PROBLEMS TO SOLVE –
a) In the generator connection thread, what size and voltage is the service the customer wants to tie a portable generator into?
b) Please carry on the generator connection thread from the point where it stops.

TEXT PASSAGE –
* Start *
# Generator Connection



## GEORGE D (Apr 2, 2009)

I have a customer who wants to be able to tie-in a portable generator into the service. They do not want to spend money on a transfer switch. We're talking about an 800 amp, 480/277 volt service. I was looking at article 702 and wasnt sure about 702.5 exception and from what Im understanding, I can lockout the main breaker and some how tie-in the generator into service. The "only qualified persons service the installation" part is questionable as always, although they will definitely have an EC make connections when the time comes. Another thing in question is the "portable generator", it is a tractor-trailer sized generator that is hitched and transported. This corp. has several locations in this region and can get the generator on site within a few hours. Am I missing something? Any advice would be appreciated, Ill be bidding against others and I know this company will take the cheapest route, so if this can truly be accomplished without the pricey transfer gear, that will surely be a winner.


----------



## Big John (May 23, 2010)

You got it, that's exactly what permits those large high-ampacity emergency backfeed situations. The electrician is the "qualified personnel" and a trailer mounted generator is absolutely portable.


----------



## socalelect (Nov 14, 2011)

Rotation rotation rotation


----------



## RIVETER (Sep 26, 2009)

GEORGE D said:


> I have a customer who wants to be able to tie-in a portable generator into the service. They do not want to spend money on a transfer switch. We're talking about an 800 amp, 480/277 volt service. I was looking at article 702 and wasnt sure about 702.5 exception and from what Im understanding, I can lockout the main breaker and some how tie-in the generator into service. The "only qualified persons service the installation" part is questionable as always, although they will definitely have an EC make connections when the time comes. Another thing in question is the "portable generator", it is a tractor-trailer sized generator that is hitched and transported. This corp. has several locations in this region and can get the generator on site within a few hours. Am I missing something? Any advice would be appreciated, Ill be bidding against others and I know this company will take the cheapest route, so if this can truly be accomplished without the pricey transfer gear, that will surely be a winner.


What you are "MISSING" is the fact that you should not be worried about saving the customer money. When that becomes your focus it makes the job of estimating extremely harder to do. Do the job the way you think is correct and don't even consider the shortcuts...they will cost you time and anxiety.


----------



## GEORGE D (Apr 2, 2009)

RIVETER said:


> What you are "MISSING" is the fact that you should not be worried about saving the customer money. When that becomes your focus it makes the job of estimating extremely harder to do. Do the job the way you think is correct and don't even consider the shortcuts...they will cost you time and anxiety.


Your absolutely right, my first hurdle was knowing whether or not this could be accomplished without transfer equipment. Now is when I have to look at each site and see how/of its possible.


----------



## NacBooster29 (Oct 25, 2010)
* End *
RECORDS –
* Start *
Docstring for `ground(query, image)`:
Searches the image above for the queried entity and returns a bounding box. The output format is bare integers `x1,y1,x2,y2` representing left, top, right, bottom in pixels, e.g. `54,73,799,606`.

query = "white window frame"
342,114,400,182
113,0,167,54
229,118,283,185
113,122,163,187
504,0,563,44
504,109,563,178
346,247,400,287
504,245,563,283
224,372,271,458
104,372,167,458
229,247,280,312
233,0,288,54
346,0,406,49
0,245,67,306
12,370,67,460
* End *
OUTPUTS IN ORDER –
a) An 800 amp, 480/277 volt service.

b)
We do this a lot in telephone switching buildings. They have an onsite stanby generator. And they have an inlent can with cam locks for a portable generator. There are two transfer switches one auto for the standby, and one manual for the portable. The manual transfer switch have two breakers feeding one out put . And the breakers are basically not interlocking. They do have a kirk key setup. One breaker is always off and has the kirk key installed. 
This is where the qualified personal comes into play....potentiallly it could back feed one source and cause problems if someone turned both breakers to the on position in the manual transfer panel.


----------



## MDShunk (Jan 7, 2007)

For these larger installations, a Kirk key interlock arrangement can be a budget solution. Only requires a breaker that the generator inlet will feed and some hardware from Kirk. (you may have seen Kirk hardware on main tie mains, etc.) It's the commercial equivalent of the interlockkit.com hardware that we sometimes use in resi work.


----------



## LGLS (Nov 10, 2007)

800 amp?! 480 volts?! Tractor trailer mounted genset delivered to site within hours?! And they WON'T spring for a transfer switch because they're cheap? Now I've heard it all.


----------



## greenman (Apr 20, 2012)

Where I work they got permision to do that, they said as long as you can lock it with the key,and have someone quilified to hook it up, and open the breaker, that it would be ok. 
I dont like it,


----------



## gnuuser (Jan 13, 2013)

IslandGuy said:


> 800 amp?! 480 volts?! Tractor trailer mounted genset delivered to site within hours?! And they WON'T spring for a transfer switch because they're cheap? Now I've heard it all.


a generator that size requires a mechanical disconnect
you cannot rely on a main breaker as a means of disconnect (all too often contacts can fuse together) or be forgotten
a transfer switch separates the connections with considerable force and clearance and is the required hardware needed. 

we all know this but its important that the customer also knows and abibes by it as well
even small portables can back-feed with quite a wallop to any lineman who is unfortunate enough to be on the receiving end of it


----------



## GEORGE D (Apr 2, 2009)

IslandGuy said:


> 800 amp?! 480 volts?! Tractor trailer mounted genset delivered to site within hours?! And they WON'T spring for a transfer switch because they're cheap? Now I've heard it all.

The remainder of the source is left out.